Give the number of lines in the records below that include "figure". Reply with that number alone.
*** Opening Supplied data ***
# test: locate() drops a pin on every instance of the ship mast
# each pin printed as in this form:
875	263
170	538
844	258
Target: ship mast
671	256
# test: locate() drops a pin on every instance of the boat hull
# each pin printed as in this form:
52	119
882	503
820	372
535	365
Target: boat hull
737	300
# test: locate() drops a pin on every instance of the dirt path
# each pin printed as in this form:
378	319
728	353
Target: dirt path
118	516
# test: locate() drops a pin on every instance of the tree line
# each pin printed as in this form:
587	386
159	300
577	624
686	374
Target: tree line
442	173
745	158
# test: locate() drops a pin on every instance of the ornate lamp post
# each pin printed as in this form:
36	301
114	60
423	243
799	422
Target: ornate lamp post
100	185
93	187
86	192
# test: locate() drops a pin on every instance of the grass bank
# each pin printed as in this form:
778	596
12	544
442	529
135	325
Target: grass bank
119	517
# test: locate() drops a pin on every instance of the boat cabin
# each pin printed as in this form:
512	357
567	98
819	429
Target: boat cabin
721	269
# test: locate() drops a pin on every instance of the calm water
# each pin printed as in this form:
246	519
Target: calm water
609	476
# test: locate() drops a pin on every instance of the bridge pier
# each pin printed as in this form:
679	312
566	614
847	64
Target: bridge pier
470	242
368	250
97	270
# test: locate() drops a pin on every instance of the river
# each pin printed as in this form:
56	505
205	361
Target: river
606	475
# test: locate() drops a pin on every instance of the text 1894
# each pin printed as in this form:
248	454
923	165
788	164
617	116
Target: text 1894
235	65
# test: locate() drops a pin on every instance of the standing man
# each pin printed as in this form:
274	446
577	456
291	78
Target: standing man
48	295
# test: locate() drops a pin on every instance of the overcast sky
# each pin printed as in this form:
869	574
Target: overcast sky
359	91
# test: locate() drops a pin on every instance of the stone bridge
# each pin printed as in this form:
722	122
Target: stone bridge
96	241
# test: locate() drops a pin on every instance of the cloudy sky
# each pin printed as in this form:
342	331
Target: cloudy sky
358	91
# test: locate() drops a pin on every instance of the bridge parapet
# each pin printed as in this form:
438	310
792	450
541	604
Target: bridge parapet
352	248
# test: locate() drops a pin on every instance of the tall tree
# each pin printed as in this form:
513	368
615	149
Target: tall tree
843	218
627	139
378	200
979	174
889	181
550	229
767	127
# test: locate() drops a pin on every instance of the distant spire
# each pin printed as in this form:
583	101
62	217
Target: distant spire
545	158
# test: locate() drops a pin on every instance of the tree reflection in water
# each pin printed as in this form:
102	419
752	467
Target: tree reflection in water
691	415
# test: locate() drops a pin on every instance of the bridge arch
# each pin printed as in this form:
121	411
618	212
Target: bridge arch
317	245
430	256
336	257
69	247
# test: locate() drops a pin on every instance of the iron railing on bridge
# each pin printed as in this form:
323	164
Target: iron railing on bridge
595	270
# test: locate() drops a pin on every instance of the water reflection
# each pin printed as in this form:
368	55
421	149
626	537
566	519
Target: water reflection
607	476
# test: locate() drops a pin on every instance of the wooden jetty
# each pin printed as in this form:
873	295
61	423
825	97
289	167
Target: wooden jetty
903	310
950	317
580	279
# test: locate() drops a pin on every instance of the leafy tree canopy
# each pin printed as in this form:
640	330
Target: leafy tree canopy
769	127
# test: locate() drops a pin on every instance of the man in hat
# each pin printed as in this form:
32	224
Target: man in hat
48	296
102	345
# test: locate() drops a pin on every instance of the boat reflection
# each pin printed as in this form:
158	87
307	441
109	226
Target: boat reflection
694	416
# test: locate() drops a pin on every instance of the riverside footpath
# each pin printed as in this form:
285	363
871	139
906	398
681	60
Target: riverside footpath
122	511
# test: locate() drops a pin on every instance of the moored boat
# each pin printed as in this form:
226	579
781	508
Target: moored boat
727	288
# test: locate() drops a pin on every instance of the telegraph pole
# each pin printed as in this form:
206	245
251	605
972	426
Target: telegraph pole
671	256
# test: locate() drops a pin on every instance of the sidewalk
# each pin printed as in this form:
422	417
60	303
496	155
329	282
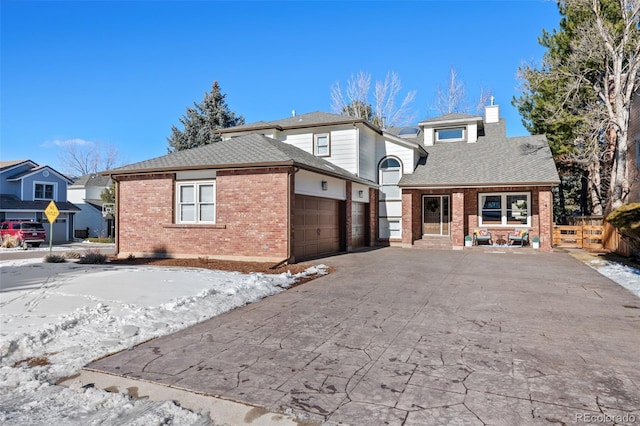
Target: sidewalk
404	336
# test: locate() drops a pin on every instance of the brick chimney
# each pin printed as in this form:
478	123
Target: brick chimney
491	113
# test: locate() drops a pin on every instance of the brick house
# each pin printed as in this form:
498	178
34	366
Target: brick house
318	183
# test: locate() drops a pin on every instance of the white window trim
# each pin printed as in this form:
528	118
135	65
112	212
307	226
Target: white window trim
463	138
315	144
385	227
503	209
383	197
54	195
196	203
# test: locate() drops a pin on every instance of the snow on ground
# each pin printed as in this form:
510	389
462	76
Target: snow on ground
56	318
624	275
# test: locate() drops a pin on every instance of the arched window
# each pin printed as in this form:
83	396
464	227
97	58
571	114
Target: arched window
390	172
*** Closing Supplied data ***
*** Opening Supplied data ***
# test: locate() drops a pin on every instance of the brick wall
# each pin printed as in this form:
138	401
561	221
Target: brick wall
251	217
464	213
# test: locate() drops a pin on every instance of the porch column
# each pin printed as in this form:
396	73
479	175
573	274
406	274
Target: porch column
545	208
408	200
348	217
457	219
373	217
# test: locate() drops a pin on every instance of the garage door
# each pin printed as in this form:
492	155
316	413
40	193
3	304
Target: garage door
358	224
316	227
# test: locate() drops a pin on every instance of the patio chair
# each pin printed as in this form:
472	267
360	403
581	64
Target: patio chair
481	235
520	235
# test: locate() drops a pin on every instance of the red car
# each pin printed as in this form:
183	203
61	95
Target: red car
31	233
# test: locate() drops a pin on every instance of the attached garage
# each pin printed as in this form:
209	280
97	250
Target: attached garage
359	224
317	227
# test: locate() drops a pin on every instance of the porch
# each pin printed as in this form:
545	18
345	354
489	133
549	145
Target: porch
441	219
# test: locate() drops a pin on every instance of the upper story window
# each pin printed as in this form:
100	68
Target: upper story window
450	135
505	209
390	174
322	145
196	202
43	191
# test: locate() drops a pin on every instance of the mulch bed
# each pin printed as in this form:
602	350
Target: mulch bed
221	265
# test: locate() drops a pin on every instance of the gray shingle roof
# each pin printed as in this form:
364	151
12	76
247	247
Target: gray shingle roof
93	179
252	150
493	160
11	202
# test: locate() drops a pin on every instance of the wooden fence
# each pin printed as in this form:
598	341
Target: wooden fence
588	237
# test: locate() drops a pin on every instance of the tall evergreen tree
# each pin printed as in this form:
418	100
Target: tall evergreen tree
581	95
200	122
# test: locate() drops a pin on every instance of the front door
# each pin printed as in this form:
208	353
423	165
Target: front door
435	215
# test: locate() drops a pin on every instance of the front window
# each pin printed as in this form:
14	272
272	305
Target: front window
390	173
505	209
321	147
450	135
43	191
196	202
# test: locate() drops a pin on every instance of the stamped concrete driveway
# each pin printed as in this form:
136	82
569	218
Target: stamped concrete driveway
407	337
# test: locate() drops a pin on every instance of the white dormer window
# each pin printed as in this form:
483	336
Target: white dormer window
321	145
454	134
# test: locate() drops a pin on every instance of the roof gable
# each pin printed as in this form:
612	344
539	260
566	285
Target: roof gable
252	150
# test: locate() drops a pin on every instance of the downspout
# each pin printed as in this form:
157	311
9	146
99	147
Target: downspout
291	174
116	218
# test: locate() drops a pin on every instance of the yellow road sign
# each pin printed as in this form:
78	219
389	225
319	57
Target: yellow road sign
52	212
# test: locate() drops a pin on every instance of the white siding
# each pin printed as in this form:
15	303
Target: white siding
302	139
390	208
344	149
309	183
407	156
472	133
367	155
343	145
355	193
*** Closing Supplied data ***
*** Opening Supplied data ***
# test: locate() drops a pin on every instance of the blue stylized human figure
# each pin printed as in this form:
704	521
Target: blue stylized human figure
*** Closing Supplied data ***
Reply to the task: 2